* **EXERCISE DETAILS**
Pictures aside, write every record out again word for word.

* **DATA FOR ANALYSIS**

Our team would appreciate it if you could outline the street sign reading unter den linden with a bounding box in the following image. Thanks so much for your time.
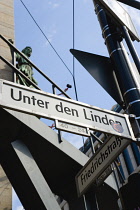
[76,136,130,196]
[0,80,135,140]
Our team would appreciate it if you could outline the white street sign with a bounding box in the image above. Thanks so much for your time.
[75,136,130,196]
[0,80,135,139]
[96,0,140,41]
[55,120,90,137]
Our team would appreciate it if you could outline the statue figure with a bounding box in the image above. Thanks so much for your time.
[16,46,38,87]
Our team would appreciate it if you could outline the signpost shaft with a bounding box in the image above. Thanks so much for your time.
[93,0,140,126]
[122,26,140,73]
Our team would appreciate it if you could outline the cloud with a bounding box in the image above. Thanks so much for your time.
[52,3,59,8]
[83,0,90,3]
[48,1,60,9]
[44,25,57,47]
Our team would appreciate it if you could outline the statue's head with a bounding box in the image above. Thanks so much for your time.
[22,46,32,57]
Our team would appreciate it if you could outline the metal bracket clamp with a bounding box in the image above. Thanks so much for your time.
[127,99,140,110]
[123,87,140,97]
[129,114,140,138]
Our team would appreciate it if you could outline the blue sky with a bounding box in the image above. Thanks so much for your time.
[13,0,140,209]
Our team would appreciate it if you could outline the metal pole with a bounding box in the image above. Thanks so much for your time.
[114,160,125,184]
[93,0,140,125]
[90,135,96,154]
[90,132,103,144]
[52,84,56,94]
[8,39,17,82]
[122,26,140,72]
[93,1,140,209]
[120,41,140,125]
[111,163,126,210]
[83,194,88,210]
[52,84,63,143]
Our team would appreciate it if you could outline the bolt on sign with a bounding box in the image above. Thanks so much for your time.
[0,80,135,140]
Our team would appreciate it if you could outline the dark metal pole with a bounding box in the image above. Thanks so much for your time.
[52,85,63,143]
[122,26,140,72]
[93,0,140,126]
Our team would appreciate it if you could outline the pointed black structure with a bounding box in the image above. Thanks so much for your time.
[70,49,124,107]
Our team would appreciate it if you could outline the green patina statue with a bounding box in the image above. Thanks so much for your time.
[16,46,38,87]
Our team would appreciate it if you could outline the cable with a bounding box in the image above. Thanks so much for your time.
[19,0,86,162]
[72,0,79,101]
[72,0,85,153]
[19,0,73,77]
[19,0,80,101]
[19,1,80,103]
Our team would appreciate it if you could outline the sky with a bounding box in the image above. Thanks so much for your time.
[13,0,140,209]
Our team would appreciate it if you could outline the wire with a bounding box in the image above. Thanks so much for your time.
[19,0,80,102]
[19,0,79,101]
[19,0,87,157]
[72,0,85,150]
[72,0,79,101]
[19,0,73,77]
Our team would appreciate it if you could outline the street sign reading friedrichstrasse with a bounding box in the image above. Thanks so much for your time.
[76,136,130,196]
[0,80,135,140]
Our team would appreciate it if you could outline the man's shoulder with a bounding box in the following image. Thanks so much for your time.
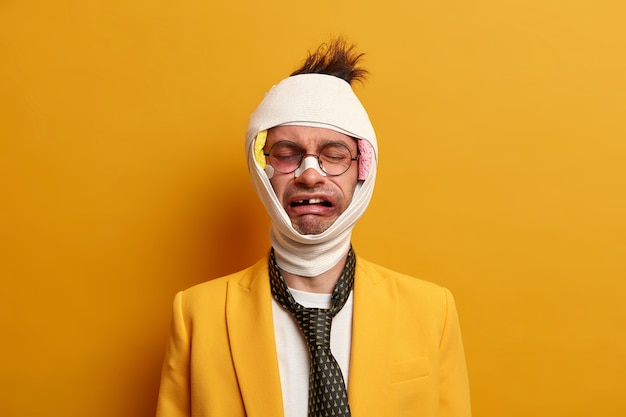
[356,256,448,293]
[356,257,455,315]
[179,256,268,301]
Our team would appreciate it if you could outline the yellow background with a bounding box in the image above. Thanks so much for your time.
[1,1,625,416]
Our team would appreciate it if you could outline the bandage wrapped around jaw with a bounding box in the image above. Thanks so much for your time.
[246,73,378,277]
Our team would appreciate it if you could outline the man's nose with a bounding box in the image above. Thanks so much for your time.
[294,155,326,178]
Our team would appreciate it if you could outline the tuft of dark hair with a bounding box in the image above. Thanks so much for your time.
[290,37,368,85]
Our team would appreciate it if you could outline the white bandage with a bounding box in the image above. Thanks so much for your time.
[246,74,378,277]
[293,156,327,178]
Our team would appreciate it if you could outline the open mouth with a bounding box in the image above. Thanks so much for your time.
[291,198,332,208]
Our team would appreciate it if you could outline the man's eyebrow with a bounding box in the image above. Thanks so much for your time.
[268,137,358,152]
[318,137,358,145]
[319,138,359,151]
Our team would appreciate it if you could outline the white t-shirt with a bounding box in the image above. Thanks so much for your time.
[271,288,354,417]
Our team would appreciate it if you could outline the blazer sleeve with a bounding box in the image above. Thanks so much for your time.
[439,288,472,417]
[156,291,191,417]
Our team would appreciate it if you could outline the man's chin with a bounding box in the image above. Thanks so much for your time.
[292,219,334,235]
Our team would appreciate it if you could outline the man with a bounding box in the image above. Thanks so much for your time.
[156,39,471,417]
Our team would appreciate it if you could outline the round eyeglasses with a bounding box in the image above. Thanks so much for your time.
[264,141,360,176]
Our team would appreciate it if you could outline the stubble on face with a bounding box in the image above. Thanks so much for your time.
[266,125,359,236]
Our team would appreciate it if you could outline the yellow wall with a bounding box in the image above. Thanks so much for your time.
[1,1,625,416]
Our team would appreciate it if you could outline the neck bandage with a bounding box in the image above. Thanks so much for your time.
[246,74,378,276]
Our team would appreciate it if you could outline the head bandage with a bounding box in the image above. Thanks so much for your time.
[246,73,378,276]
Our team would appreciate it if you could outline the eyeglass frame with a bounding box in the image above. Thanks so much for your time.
[263,140,360,177]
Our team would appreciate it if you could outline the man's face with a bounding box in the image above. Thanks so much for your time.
[265,125,359,235]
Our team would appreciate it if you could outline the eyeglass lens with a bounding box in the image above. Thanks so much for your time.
[267,141,356,176]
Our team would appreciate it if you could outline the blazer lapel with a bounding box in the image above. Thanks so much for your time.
[348,257,397,417]
[226,257,284,417]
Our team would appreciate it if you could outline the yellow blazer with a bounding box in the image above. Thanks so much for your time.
[156,255,471,417]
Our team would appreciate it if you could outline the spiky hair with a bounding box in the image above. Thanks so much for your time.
[290,38,368,85]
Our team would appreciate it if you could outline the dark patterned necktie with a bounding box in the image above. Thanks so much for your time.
[269,247,355,417]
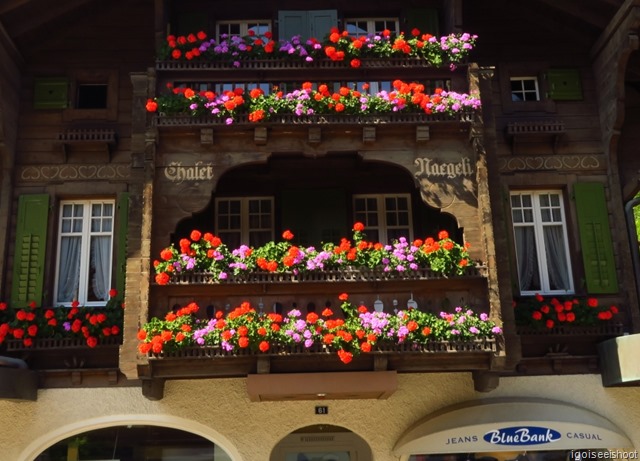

* **EXERCISE OUTPUT**
Our team would appreciate it if you could outline the street sign reading unter den linden with a bounding box in the following image. Thanks so much for your time.
[76,136,130,196]
[0,80,135,140]
Our team would appreciate it if you could outline the white street sign with a bounding box in the image above. Thanks so much for your time.
[75,136,130,196]
[0,80,135,139]
[96,0,140,41]
[55,120,90,137]
Our team would appreciate it if you could outline the statue figure with a bounding box in the image above. Thanks so much for your time.
[16,46,38,87]
Our team would appreciate it if you could outline the signpost shaft with a bounding box in the image above. Thanks so much for your time.
[93,0,140,126]
[122,26,140,73]
Our team would appreciate it if you could outline the cloud with a bounding box in the image above. Thanks so much for your time.
[52,3,59,8]
[83,0,90,3]
[48,1,60,9]
[44,25,57,47]
Our team would appreciate it if you could outline the statue's head with a bounding box in the image above. Thanks so much for your time.
[22,46,32,57]
Our team would appreciate it if you could outline the metal bracket clamp with a bounding box in the image above. Thanks so much for your time.
[127,99,140,110]
[123,87,140,97]
[129,114,140,138]
Our team would appreciate it if you could outline the blue sky with a bounding box in the image above. Thanks so much for your time.
[13,0,140,209]
Our team would appreciate it if you could outline the metal pole with a bounding box in the image above. Thanks so much for your time.
[114,160,125,184]
[93,0,140,125]
[90,135,96,154]
[90,132,103,144]
[52,84,56,94]
[8,39,17,82]
[122,26,140,72]
[93,1,140,209]
[120,41,140,125]
[111,163,126,210]
[83,194,88,210]
[52,84,63,143]
Our team would appreciate it if you could outline the bolt on sign with a bounding box in the image above. Thanks so much for your time.
[0,80,135,140]
Our team would appreciate it if you could outline the dark metal pole with a bounding box in the image above. Thanks so much for your time.
[52,85,63,143]
[122,26,140,72]
[93,0,140,126]
Our team would appreciate it if you could outline the pointed black structure with a bounding box in the image above. Thanks so much for your time.
[70,49,124,107]
Our team would appreciate it if you could outline the green patina statue with a bounding box in the image above. Thanks so much for your time.
[16,46,38,87]
Our team would appreciate it if you could outline the cable with a bounding box in the image above. Thanks so much for your time.
[19,0,86,162]
[72,0,79,101]
[72,0,85,153]
[19,0,73,77]
[19,0,80,101]
[19,1,80,103]
Our team would appreciate it if you could outline the sky with a bounding box in the image above. Thanks so much for your time.
[13,0,140,209]
Our team would appreciate it if you could outline the wire with a bounding box in the image above. Thanks so much for your time.
[19,0,80,102]
[19,0,79,101]
[19,0,87,157]
[72,0,85,150]
[72,0,79,101]
[19,0,73,77]
Our team would appreciate it if you could outline the street sign reading friedrichstrasse with a bounding box in the image above. Thanks so much for your time.
[76,136,130,196]
[0,80,135,140]
Our team would appreciate it if you could outline the man's shoulder with a bounding box in the following image. Thanks so much for your time.
[356,256,448,293]
[356,257,455,315]
[179,256,268,301]
Our team would appreciate it if you could outline the yellow background with a bounding box in the image above. Thanks so much for your time.
[1,1,625,416]
Our team would appreciate it if you could outline the bandage wrapped around jaw with a bounding box in the image above. Thanks so much for your time.
[246,73,378,277]
Our team would appreciate it if you could outline the man's nose with a bounding box in the image above. Thanks so much for your time.
[294,155,326,178]
Our team would appreciate it if you could outline the tuft of dark hair with a bounding box in the image above. Thanks so much for your time.
[290,37,368,85]
Our team would appreciate it if you could outline the white bandage with a bounding box in the image above. Thanks so much for your time.
[246,74,378,277]
[293,156,327,178]
Our team would appreciate it if you could outline the open mouth with a bounding box in the image above. Thanks so much for your time.
[291,198,332,208]
Our team would appreciate it if you could outline the man's eyebrow with a bounding box in the image above. Thanks so much for your time.
[268,137,358,152]
[318,137,358,145]
[319,138,359,151]
Our team would appreciate it if you could outline the white t-shirt with a bounding box in the image above. Thanks so much for your time.
[271,288,354,417]
Our team would appreciate it if you could outline the blazer sleeve with a bounding box in the image above. Thanks so much for your time.
[439,288,472,417]
[156,291,191,417]
Our team would appreciate it if you could outline the man's chin with a bounding box in the image above. Thanks so much for your time.
[292,219,334,235]
Our team would appreciate it if you could outline the man with a bounding box in the image above. Thanks so much for your time.
[156,39,471,417]
Our team would appreciate it if you could outline the round eyeglasses with a bounding box in the image above. Thanks so much for your time.
[264,141,360,176]
Our team would appreciate it if you could outline the stubble on face with a bounding box in the image above. Thanks so much for your time.
[266,125,359,236]
Our team would appreciate it if you could outline the yellow wall with a bounding box in the image above. Thanks so much for your time.
[1,1,625,416]
Our team would appreciate it if you could outline the neck bandage with a bounding box in the image above. Thanks so much for your time.
[246,74,378,276]
Our team would appreciate it if you could outline the head bandage with a bounding box in the image above. Thanks so much for your time.
[246,73,378,276]
Our team would appreciate it if you could outline the eyeglass frame with a bounding box in the image above. Thanks so much for your time.
[263,140,360,177]
Our team would appreciate it if you could outline the man's face with a bounding box in the image above. Thanks so much for your time.
[265,125,359,235]
Our team would appreciate it if you could outline the eyeglass lens with a bounding box in the image above. Thanks so much for your time.
[267,141,356,176]
Our team would appreciate it if you could outline the blazer lapel with a bounding box in the image above. Thanks so much for your time.
[348,257,397,417]
[226,257,284,417]
Our team would appreciate it if you could outline the yellow blazer with a bounding box in the image above. Thanks so much for your time.
[156,255,471,417]
Our team would appreciate it if you could outline the spiky hair with a bounding box in the image above. Thanks so much for your time.
[290,38,368,85]
Our team would appreciate it if you could outline the dark patterned necktie with a bounding box in the image above. Thanks so much for your time.
[269,247,355,417]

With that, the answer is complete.